Start of Source excerpt
Skip to content

Clusters

Learning objectives

  • Understand what a cluster is
  • Understand that a cluster has nodes and that nodes have cores
  • Understand what a job is
  • Understand that a job can use one core, multiple cores and multiple nodes
  • Understand there are two types of nodes
  • Understand to run only light jobs on the login node
  • Understand how to run heavy jobs
  • Understand how to run interactive jobs
  • Understand how to pick an UPPMAX cluster
  • Understand how to find a cluster's hardware specifications
For teachers

Unprepared as I don't believe the learners will reach this session

Why?

Clusters are complex machines. Understanding the basics of what a cluster is, helps us understand why the are the way they are.

What is a cluster?

A (computer) cluster is a group of computers working together. A cluster is shared by many users, that have widely different demands. Different users need different software and -for the same software!- possibly different versions.

When to use a cluster?

  • Calculations take too long
  • Calculations require too much memory
  • Calculations require too much disk space
  • Any combination of the above

UPPMAX clusters

These are the most important UPPMAX clusters for us:

Name Purpose
Bianca Sensitive data
Rackham General purpose
Snowy Provides GPUs

Cluster architecture

A (computer) cluster is a group of computers working together. Each of those computers is called a node. Each node has, among others, several CPUs (called 'cores') and RAM.

flowchart TD
  cluster[Cluster: 'a group of computers']
  node[Node: 'a computer']
  core[Core: 'a CPU']

  cluster --> |has many| node
  node --> |has many| core

Each core can run a calculation. A calculation is called a job. A job can use one core, multiple cores or multiple nodes. One special job is an interactive session, in which a user can interactively start hard calculations on a compute node.

There are two types of nodes:

  • login node: a nodes that is shared by multiple users, which allows to do lightweight things, such as scheduling a hard calculation
  • compute node: a node that is scheduled for hard calculations or individual interactive use.
End of Source excerpt
Set exercise 1 | List each UPPMAX cluster named in the page on clusters, together with the purpose it is given there.
Start of Records provided
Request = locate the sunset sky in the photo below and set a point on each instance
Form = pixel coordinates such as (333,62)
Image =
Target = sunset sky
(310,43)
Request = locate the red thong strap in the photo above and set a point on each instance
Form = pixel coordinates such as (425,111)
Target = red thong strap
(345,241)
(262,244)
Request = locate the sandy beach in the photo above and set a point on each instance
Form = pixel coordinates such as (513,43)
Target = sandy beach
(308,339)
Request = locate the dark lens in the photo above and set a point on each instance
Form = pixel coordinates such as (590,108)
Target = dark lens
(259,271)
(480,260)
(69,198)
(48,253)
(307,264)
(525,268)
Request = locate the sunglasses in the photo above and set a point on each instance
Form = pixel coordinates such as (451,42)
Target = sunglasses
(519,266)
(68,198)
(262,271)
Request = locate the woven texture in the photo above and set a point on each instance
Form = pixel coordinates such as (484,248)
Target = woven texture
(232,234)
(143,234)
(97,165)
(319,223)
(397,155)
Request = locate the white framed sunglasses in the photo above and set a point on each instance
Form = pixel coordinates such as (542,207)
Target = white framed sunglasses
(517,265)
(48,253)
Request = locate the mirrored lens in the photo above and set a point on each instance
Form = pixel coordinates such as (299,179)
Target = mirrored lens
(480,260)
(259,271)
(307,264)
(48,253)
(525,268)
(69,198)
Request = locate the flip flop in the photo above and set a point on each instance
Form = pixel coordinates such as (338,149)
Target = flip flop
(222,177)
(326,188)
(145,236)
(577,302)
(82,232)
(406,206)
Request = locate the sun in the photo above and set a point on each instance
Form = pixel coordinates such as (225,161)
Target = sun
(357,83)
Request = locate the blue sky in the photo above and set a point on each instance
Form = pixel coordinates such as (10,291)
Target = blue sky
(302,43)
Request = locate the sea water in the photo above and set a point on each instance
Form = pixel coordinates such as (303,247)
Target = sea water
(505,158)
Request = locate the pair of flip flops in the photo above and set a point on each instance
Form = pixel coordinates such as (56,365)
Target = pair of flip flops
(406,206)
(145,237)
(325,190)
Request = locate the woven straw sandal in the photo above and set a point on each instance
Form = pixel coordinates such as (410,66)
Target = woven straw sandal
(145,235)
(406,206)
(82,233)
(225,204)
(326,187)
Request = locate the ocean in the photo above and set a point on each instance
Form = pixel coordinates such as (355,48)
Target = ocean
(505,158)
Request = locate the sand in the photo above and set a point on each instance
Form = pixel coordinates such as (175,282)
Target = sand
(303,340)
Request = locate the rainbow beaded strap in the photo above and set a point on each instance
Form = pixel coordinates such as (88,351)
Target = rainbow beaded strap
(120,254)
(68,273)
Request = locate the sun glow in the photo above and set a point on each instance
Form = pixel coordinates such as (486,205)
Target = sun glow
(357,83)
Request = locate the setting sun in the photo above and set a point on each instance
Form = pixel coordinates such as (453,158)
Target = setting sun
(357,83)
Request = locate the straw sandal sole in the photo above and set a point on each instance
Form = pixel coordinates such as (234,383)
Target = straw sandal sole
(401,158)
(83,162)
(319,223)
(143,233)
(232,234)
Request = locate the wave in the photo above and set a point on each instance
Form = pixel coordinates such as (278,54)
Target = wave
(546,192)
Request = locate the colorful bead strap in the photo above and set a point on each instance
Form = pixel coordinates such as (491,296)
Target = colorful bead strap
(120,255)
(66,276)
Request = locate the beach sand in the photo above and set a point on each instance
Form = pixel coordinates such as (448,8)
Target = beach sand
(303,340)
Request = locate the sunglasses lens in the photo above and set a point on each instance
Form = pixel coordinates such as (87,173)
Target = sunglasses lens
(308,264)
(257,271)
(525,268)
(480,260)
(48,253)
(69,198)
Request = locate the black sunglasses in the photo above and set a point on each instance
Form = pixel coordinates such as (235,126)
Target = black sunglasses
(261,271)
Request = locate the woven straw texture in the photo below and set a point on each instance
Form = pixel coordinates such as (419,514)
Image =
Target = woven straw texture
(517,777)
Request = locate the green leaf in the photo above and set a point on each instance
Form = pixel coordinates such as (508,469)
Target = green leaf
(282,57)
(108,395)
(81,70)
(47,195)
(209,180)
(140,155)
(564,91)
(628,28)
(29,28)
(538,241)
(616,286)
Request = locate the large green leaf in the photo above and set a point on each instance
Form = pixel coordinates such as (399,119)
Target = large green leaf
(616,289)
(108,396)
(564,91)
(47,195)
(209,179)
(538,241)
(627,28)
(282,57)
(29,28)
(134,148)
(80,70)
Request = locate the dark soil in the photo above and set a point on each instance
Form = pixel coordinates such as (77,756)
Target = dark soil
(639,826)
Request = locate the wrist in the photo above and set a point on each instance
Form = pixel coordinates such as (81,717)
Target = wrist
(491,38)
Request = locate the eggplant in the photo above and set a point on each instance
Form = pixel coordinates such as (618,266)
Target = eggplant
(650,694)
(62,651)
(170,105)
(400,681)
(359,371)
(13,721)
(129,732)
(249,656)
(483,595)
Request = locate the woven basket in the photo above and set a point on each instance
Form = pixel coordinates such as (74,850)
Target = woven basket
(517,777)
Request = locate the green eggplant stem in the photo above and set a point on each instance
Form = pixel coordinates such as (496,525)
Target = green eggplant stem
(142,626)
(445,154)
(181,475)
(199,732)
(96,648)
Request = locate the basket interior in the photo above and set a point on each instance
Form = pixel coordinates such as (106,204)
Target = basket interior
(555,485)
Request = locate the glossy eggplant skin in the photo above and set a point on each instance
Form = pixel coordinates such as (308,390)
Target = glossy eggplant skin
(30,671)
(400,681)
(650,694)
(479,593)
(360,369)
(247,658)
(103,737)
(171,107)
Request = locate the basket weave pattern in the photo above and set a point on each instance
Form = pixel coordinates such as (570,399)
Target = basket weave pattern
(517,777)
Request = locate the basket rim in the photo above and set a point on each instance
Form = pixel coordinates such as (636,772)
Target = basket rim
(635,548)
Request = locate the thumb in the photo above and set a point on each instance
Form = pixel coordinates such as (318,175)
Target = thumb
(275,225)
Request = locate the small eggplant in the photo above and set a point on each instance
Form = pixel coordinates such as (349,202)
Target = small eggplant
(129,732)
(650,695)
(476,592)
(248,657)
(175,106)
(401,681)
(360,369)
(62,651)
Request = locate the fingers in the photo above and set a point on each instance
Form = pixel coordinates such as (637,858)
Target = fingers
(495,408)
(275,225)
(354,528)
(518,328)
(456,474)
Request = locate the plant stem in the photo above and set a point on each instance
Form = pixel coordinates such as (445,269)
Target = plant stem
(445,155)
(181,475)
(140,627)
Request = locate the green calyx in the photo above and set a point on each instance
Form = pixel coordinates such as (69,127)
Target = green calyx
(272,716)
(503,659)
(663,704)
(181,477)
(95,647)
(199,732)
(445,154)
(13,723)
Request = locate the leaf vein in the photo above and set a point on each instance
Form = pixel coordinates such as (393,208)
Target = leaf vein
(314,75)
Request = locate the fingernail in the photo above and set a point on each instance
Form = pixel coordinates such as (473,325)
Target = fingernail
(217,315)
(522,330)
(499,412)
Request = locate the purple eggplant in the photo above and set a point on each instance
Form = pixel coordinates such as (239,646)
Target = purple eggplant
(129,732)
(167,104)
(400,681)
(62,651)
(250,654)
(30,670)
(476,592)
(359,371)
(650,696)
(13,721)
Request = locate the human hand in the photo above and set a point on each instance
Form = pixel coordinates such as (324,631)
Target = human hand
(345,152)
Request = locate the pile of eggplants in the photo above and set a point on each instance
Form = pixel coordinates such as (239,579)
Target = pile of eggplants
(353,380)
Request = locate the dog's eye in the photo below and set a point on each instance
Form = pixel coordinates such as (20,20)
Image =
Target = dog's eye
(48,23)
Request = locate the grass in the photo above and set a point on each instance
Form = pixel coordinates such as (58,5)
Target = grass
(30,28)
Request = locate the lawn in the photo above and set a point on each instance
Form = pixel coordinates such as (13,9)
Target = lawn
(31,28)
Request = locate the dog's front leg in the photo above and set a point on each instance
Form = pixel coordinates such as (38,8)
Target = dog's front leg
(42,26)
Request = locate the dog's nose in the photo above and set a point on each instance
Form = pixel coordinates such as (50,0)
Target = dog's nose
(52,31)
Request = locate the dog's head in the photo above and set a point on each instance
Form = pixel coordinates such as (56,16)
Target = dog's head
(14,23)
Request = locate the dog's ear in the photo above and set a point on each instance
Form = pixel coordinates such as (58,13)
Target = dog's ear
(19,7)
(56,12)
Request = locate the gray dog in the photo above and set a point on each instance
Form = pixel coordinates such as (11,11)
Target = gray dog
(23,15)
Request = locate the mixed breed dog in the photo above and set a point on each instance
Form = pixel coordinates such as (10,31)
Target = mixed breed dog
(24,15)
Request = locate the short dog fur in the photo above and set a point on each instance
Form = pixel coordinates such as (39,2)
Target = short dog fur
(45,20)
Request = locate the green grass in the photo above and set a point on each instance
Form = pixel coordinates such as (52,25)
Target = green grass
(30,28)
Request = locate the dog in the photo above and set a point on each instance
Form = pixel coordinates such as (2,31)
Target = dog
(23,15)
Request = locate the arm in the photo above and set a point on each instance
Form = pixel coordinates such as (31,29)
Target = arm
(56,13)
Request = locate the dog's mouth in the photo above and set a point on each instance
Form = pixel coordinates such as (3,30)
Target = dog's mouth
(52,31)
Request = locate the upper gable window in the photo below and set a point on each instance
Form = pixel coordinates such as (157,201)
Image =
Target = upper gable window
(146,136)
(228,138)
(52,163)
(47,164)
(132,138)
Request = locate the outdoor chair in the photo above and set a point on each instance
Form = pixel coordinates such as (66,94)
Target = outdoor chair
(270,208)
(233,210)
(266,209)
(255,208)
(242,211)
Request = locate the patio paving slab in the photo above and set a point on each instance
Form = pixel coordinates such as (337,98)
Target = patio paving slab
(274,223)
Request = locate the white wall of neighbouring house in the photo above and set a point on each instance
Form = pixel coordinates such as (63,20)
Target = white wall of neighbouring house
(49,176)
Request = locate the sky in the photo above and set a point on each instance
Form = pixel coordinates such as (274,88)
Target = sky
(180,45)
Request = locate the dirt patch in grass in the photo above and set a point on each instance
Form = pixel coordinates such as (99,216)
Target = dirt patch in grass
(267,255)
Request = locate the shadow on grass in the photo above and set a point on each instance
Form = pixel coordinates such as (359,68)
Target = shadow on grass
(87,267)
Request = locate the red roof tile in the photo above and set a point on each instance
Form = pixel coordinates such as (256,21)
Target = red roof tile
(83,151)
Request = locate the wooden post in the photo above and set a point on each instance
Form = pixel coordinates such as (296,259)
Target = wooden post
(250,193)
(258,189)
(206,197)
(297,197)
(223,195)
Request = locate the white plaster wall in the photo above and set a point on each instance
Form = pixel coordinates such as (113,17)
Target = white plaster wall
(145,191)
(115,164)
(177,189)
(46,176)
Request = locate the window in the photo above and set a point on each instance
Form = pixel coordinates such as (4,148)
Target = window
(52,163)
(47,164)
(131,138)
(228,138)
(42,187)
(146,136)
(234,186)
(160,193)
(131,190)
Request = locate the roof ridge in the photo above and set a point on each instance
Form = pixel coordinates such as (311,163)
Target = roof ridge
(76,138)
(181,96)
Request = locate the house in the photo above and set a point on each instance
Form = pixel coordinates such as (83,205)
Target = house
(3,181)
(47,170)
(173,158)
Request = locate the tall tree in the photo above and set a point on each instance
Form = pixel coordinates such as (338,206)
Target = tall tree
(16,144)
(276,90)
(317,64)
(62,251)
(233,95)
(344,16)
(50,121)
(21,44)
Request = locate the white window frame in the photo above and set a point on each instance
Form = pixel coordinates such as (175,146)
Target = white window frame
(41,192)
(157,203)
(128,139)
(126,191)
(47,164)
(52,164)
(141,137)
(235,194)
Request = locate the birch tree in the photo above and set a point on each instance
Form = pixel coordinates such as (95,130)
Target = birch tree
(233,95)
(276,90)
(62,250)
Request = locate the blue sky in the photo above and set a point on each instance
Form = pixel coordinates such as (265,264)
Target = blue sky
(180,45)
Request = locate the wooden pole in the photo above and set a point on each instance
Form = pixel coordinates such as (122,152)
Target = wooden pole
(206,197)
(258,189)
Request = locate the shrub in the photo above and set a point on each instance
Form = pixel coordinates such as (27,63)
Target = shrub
End of Records provided
Set exercise 2 | Report every line of the rows that contains the word "beaded".

Written response 1 |
- Bianca: sensitive data
- Rackham: general purpose
- Snowy: provides GPUs

Written response 2 |
Request = locate the rainbow beaded strap in the photo above and set a point on each instance
Target = rainbow beaded strap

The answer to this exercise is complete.